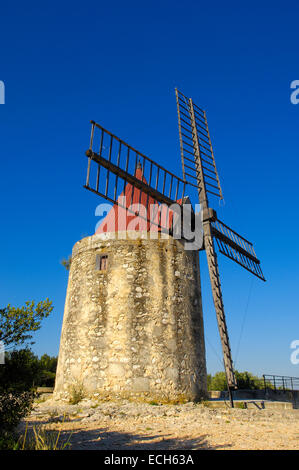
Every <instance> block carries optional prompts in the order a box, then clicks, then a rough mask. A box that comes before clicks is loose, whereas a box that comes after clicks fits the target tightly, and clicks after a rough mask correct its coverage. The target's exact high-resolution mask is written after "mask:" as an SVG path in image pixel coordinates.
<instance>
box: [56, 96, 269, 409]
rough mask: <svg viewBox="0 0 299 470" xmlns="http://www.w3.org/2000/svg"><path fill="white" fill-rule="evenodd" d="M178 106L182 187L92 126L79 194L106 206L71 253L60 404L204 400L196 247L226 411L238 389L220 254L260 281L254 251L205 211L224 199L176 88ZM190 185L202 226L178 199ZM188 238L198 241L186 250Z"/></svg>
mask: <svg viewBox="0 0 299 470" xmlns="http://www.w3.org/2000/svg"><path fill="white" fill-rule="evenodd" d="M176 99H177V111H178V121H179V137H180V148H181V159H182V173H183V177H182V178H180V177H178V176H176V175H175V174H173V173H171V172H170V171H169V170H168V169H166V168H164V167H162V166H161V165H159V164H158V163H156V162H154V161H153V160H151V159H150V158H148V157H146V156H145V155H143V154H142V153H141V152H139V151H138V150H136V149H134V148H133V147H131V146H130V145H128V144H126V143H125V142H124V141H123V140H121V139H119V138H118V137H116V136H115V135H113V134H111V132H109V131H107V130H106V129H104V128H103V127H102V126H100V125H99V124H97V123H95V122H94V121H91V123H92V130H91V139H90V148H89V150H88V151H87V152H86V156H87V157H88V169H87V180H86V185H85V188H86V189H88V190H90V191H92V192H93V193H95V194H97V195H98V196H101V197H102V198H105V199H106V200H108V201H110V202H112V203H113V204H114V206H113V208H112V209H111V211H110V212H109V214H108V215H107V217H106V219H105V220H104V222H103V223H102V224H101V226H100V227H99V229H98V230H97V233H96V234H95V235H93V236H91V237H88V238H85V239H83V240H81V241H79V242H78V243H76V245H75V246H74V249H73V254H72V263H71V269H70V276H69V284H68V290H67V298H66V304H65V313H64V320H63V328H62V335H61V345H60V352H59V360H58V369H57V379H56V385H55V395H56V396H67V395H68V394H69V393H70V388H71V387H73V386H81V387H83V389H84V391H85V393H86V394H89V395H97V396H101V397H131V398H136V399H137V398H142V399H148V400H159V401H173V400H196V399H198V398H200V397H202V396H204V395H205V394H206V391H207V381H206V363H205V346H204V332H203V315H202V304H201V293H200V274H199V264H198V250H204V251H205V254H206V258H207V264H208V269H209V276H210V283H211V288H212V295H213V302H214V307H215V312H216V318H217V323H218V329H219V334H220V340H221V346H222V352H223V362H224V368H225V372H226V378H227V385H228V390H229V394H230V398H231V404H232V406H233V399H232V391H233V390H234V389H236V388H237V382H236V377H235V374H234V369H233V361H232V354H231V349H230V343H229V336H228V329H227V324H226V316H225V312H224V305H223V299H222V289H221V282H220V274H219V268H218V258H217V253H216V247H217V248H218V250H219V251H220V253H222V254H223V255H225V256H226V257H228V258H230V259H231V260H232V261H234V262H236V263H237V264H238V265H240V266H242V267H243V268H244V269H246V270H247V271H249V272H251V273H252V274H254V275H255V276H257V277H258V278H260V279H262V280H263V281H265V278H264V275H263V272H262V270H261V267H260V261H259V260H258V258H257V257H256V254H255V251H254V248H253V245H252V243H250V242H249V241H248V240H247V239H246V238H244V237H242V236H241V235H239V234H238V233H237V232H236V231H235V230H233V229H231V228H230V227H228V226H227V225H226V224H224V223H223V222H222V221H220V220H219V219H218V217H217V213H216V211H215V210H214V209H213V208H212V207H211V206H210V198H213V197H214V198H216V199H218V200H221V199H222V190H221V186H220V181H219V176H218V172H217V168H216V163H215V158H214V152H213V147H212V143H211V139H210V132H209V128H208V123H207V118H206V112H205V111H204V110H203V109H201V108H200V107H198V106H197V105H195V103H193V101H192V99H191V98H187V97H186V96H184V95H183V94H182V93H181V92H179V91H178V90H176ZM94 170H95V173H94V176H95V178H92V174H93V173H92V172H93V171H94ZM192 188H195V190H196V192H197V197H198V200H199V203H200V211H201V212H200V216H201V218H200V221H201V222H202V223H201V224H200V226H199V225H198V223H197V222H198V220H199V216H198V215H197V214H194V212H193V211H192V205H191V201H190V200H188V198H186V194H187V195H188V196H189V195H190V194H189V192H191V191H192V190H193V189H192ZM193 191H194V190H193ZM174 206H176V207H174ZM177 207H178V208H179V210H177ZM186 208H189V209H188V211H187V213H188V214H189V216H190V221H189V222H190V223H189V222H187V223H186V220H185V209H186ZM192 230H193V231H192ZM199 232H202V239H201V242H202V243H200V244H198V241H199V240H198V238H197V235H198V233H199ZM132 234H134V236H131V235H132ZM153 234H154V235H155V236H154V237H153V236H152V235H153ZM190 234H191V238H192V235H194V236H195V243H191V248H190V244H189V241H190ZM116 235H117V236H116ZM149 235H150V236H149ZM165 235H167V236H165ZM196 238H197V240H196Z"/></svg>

- - -

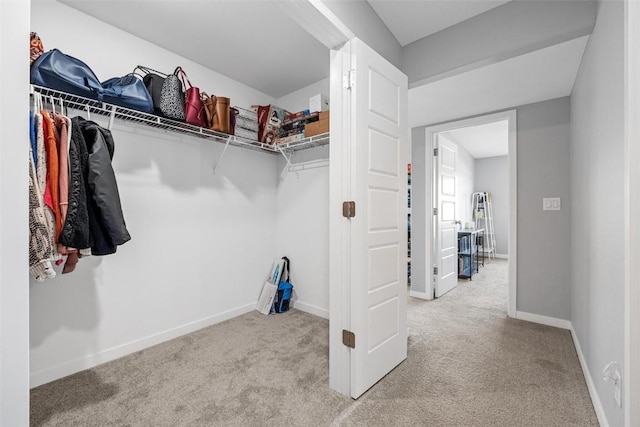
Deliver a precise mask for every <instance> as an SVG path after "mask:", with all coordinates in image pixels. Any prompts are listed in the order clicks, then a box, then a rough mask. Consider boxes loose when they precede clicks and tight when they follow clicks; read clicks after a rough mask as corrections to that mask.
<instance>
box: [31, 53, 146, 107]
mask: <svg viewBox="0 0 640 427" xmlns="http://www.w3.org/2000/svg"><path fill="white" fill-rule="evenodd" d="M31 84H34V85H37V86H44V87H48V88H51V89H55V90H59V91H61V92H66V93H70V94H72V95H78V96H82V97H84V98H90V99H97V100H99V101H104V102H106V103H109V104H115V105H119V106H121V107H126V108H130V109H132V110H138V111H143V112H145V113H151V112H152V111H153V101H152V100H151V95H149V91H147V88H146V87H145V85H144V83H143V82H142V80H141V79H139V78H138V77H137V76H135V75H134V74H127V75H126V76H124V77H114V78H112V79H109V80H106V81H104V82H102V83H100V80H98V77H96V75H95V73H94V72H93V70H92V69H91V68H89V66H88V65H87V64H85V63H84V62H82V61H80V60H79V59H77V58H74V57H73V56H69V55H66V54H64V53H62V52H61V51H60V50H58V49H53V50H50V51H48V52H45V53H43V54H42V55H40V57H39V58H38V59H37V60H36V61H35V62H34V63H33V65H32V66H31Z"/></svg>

- - -

Required action
Copy out the data between the line holding "Every <instance> block" and the line holding "rough mask: <svg", inclusive, with no changes.

Response for this exercise
Every <instance> block carries optional prompts in the order a box, then clicks, then a rough mask. A box that comes before clicks is loose, whereas a box that comes after clicks fits the target tightly, and clicks after a rough mask correct its coverage. The target's exact high-resolution mask is written after "mask:" as an SVG path in image pixel coordinates.
<instance>
box: [56, 96, 269, 409]
rough mask: <svg viewBox="0 0 299 470" xmlns="http://www.w3.org/2000/svg"><path fill="white" fill-rule="evenodd" d="M178 106L182 187L92 126L79 194L106 206L71 253L60 404L204 400L196 247L226 411L238 389L220 254L260 281L254 251L205 211L224 199L176 88ZM190 185L202 226L178 199ZM188 238L198 241L186 250Z"/></svg>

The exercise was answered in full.